* DESCRIPTION OF THE TASK *
The lines that make up this material should each be returned exactly.
[EXTRACTED MATERIAL Boundary: Start]
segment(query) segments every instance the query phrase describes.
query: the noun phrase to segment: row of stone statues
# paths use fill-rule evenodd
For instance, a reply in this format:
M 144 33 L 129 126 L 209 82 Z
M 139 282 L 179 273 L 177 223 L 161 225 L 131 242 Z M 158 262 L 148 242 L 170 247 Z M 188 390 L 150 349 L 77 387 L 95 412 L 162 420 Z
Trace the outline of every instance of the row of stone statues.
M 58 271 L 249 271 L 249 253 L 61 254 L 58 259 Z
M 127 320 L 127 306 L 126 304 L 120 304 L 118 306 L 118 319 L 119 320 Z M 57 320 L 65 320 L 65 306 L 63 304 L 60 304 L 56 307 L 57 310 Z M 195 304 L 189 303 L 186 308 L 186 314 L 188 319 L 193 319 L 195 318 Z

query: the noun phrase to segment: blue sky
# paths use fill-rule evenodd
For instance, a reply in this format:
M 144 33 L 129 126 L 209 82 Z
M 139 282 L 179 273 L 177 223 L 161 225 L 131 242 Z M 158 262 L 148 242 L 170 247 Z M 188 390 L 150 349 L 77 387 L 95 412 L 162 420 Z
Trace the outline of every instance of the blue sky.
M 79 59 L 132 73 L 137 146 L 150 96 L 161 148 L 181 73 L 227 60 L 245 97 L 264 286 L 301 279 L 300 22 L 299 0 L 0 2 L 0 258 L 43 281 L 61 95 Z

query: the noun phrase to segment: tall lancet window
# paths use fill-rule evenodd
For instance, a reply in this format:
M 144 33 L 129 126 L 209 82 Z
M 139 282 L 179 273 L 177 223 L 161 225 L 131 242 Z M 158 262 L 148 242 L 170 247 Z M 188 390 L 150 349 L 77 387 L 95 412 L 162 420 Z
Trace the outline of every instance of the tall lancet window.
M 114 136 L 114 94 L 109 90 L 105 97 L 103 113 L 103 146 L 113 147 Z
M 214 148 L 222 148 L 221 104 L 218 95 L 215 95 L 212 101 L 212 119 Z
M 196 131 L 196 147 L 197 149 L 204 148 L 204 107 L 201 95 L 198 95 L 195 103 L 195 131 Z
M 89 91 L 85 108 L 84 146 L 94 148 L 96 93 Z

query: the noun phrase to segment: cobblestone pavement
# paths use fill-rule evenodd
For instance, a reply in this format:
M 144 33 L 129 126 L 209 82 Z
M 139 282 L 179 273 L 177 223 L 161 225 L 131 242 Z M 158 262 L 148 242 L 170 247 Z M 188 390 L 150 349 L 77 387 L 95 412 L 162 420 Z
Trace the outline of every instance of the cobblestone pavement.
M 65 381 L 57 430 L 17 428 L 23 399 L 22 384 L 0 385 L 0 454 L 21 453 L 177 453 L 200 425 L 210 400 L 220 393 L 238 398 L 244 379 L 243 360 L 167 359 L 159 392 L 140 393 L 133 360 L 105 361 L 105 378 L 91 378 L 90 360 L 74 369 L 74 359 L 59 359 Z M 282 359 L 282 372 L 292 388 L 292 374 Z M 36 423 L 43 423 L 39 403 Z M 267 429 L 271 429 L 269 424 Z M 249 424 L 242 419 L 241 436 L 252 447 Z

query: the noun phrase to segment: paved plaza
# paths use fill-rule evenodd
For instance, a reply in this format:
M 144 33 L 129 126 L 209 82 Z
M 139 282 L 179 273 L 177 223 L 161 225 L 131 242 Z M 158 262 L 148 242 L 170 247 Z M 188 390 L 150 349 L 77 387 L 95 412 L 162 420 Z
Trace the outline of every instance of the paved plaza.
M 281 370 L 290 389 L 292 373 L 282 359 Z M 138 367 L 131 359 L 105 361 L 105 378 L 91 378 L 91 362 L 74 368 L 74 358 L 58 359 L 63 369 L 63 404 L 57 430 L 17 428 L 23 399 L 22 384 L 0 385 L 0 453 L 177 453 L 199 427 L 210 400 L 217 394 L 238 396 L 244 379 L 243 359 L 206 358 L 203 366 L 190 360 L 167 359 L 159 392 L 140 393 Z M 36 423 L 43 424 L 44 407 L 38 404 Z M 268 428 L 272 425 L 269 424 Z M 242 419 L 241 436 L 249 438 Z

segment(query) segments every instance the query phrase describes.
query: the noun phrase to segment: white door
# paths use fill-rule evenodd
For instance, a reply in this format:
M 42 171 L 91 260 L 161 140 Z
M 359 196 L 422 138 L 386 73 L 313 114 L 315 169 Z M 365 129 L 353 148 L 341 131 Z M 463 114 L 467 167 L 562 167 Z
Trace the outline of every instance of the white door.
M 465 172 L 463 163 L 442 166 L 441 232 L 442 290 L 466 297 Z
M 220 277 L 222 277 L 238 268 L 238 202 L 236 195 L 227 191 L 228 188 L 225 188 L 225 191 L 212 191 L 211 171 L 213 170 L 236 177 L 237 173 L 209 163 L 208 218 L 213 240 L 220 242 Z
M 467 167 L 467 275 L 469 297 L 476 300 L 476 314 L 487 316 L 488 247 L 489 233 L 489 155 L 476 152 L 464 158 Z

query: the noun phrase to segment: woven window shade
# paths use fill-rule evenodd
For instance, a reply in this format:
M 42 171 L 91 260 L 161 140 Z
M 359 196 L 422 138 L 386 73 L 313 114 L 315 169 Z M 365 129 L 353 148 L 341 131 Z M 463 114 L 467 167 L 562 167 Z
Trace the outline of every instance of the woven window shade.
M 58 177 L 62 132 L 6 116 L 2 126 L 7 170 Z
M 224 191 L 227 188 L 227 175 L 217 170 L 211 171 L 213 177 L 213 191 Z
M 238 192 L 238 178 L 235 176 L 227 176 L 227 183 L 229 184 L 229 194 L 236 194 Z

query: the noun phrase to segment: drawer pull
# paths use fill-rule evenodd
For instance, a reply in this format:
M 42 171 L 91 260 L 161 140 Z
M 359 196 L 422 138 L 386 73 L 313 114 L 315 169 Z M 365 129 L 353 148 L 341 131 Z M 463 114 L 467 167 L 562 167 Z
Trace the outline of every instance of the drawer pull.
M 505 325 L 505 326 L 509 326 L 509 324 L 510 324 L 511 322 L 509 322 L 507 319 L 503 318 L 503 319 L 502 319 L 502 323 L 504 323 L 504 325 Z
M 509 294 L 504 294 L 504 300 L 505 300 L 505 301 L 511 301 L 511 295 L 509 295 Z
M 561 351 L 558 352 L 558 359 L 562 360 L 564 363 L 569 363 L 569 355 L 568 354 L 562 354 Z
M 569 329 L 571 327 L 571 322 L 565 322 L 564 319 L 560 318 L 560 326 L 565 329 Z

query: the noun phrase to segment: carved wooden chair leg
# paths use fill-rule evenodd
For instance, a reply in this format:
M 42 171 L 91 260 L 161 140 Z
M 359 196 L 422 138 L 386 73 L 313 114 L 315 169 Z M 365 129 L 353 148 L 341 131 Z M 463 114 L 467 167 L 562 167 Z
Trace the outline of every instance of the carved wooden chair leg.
[EXTRACTED MATERIAL Boundary: End]
* SOLVED PROBLEM *
segment(query) segments every instance the query phrase describes.
query: the noun phrase to segment: row of stone statues
# paths use fill-rule evenodd
For instance, a reply in this format:
M 144 33 L 129 126 L 209 82 Z
M 139 282 L 179 273 L 177 223 L 161 225 L 131 242 Z M 158 262 L 148 242 L 170 247 Z M 188 390 L 150 349 L 77 387 L 95 412 L 162 420 Z
Trace the outline of every instance of the row of stone statues.
M 58 271 L 249 271 L 249 253 L 61 254 L 58 259 Z
M 127 320 L 127 306 L 126 304 L 120 304 L 118 306 L 118 319 L 119 320 Z M 57 320 L 65 320 L 65 306 L 63 304 L 60 304 L 56 307 L 57 310 Z M 195 304 L 189 303 L 186 308 L 186 314 L 188 319 L 193 319 L 195 318 Z

query: the noun phrase to segment: blue sky
# paths use fill-rule evenodd
For instance, a reply in this format:
M 144 33 L 129 126 L 209 82 Z
M 139 282 L 179 273 L 177 223 L 161 225 L 131 242 Z M 158 262 L 148 242 L 170 247 Z M 188 390 L 150 349 L 77 387 L 95 412 L 162 420 Z
Trace the outline of every instance of the blue sky.
M 79 59 L 132 73 L 137 146 L 150 96 L 161 148 L 181 73 L 227 60 L 245 97 L 264 286 L 301 279 L 300 22 L 299 0 L 0 2 L 0 258 L 43 281 L 61 95 Z

query: the noun phrase to segment: tall lancet window
# paths use fill-rule evenodd
For instance, a reply in this format:
M 144 33 L 129 126 L 209 82 Z
M 139 282 L 179 273 L 177 223 L 161 225 L 131 242 Z M 158 262 L 148 242 L 170 247 Z M 188 390 L 150 349 L 77 387 L 95 412 L 162 420 Z
Trace the outline of every instance of the tall lancet window.
M 114 136 L 114 94 L 109 90 L 105 97 L 103 113 L 103 146 L 113 147 Z
M 214 148 L 222 148 L 221 104 L 218 95 L 215 95 L 212 101 L 212 119 Z
M 196 131 L 196 147 L 197 149 L 204 148 L 204 107 L 201 95 L 198 95 L 195 103 L 195 131 Z
M 89 91 L 85 108 L 84 146 L 94 148 L 96 93 Z

query: the noun phrase to segment: cobblestone pavement
# paths use fill-rule evenodd
For instance, a reply in this format:
M 144 33 L 129 126 L 209 82 Z
M 139 282 L 179 273 L 177 223 L 161 225 L 131 242 Z M 158 262 L 148 242 L 170 247 Z M 188 390 L 150 349 L 77 387 L 95 412 L 162 420 Z
Trace the outline of every instance of the cobblestone pavement.
M 65 381 L 57 430 L 17 428 L 23 399 L 22 384 L 0 385 L 0 454 L 21 453 L 177 453 L 200 425 L 210 400 L 220 393 L 238 398 L 244 379 L 243 360 L 167 359 L 159 392 L 140 393 L 133 360 L 105 361 L 105 378 L 91 378 L 90 360 L 74 369 L 74 359 L 59 359 Z M 282 359 L 282 372 L 292 388 L 292 374 Z M 36 423 L 43 423 L 39 403 Z M 267 429 L 271 429 L 269 424 Z M 249 424 L 242 419 L 241 436 L 252 447 Z

query: the noun phrase to segment: paved plaza
# paths use fill-rule evenodd
For instance, a reply in this format:
M 144 33 L 129 126 L 209 82 Z
M 139 282 L 179 273 L 177 223 L 161 225 L 131 242 Z M 158 262 L 148 242 L 170 247 Z M 188 390 L 150 349 L 77 387 L 95 412 L 162 420 Z
Trace the outline of every instance of the paved plaza.
M 281 370 L 290 389 L 292 373 L 282 359 Z M 138 367 L 131 359 L 105 361 L 105 378 L 91 378 L 91 362 L 74 368 L 74 358 L 58 359 L 63 369 L 63 404 L 57 430 L 17 428 L 23 399 L 22 384 L 0 385 L 0 453 L 177 453 L 199 427 L 210 400 L 217 394 L 238 396 L 244 379 L 243 359 L 206 358 L 203 366 L 190 360 L 167 359 L 159 392 L 140 393 Z M 36 423 L 43 424 L 44 407 L 38 404 Z M 268 428 L 272 425 L 269 424 Z M 242 419 L 241 436 L 249 438 Z

segment(query) segments every instance the query phrase describes.
query: the noun phrase to segment: white door
# paths use fill-rule evenodd
For instance, a reply in this format:
M 42 171 L 91 260 L 161 140 Z
M 359 196 L 422 138 L 386 73 L 313 114 L 315 169 Z M 365 129 L 353 148 L 341 131 Z M 463 114 L 467 167 L 562 167 Z
Trace the outline of every instance of the white door.
M 465 172 L 463 163 L 442 166 L 441 232 L 442 290 L 466 297 Z
M 220 277 L 222 277 L 238 268 L 238 202 L 236 195 L 227 191 L 228 188 L 225 188 L 225 191 L 212 191 L 211 171 L 213 170 L 236 177 L 237 173 L 209 163 L 208 218 L 213 240 L 220 242 Z
M 467 167 L 467 275 L 469 297 L 476 300 L 476 314 L 487 316 L 488 247 L 489 233 L 489 155 L 476 152 L 464 158 Z

query: the noun phrase to segment: woven window shade
# paths use fill-rule evenodd
For instance, a reply in this format:
M 42 171 L 91 260 L 161 140 Z
M 359 196 L 422 138 L 386 73 L 313 114 L 315 169 Z M 365 129 L 353 148 L 341 131 Z M 463 114 L 467 167 L 562 167 Z
Trace the outline of every instance of the woven window shade.
M 58 177 L 62 132 L 6 116 L 2 126 L 7 170 Z
M 224 191 L 227 188 L 227 175 L 217 170 L 211 171 L 213 177 L 213 191 Z
M 238 192 L 238 178 L 235 176 L 227 176 L 227 183 L 229 184 L 229 194 L 236 194 Z

query: the noun phrase to segment: drawer pull
# paths use fill-rule evenodd
For instance, a reply in this format:
M 42 171 L 91 260 L 161 140 Z
M 359 196 L 422 138 L 386 73 L 313 114 L 315 169 Z M 365 129 L 353 148 L 341 131 Z M 463 114 L 467 167 L 562 167 Z
Trace the outline of every instance of the drawer pull.
M 505 325 L 505 326 L 509 326 L 509 324 L 510 324 L 511 322 L 509 322 L 507 319 L 503 318 L 503 319 L 502 319 L 502 323 L 504 323 L 504 325 Z
M 509 294 L 504 294 L 504 300 L 505 300 L 505 301 L 511 301 L 511 295 L 509 295 Z
M 561 351 L 558 352 L 558 359 L 562 360 L 564 363 L 569 363 L 569 355 L 568 354 L 562 354 Z
M 569 329 L 571 327 L 571 322 L 565 322 L 564 319 L 560 318 L 560 326 L 565 329 Z

query: the noun phrase to segment: carved wooden chair leg
# paths use fill-rule evenodd
For instance, a reply in this format:
M 42 171 L 91 260 L 161 140 Z
M 359 196 L 422 138 L 386 73 L 313 114 L 315 169 Z M 365 129 L 353 148 L 341 131 Z M 463 114 L 467 167 L 562 167 Z
Trace the outline of every instance of the carved wooden chair leg.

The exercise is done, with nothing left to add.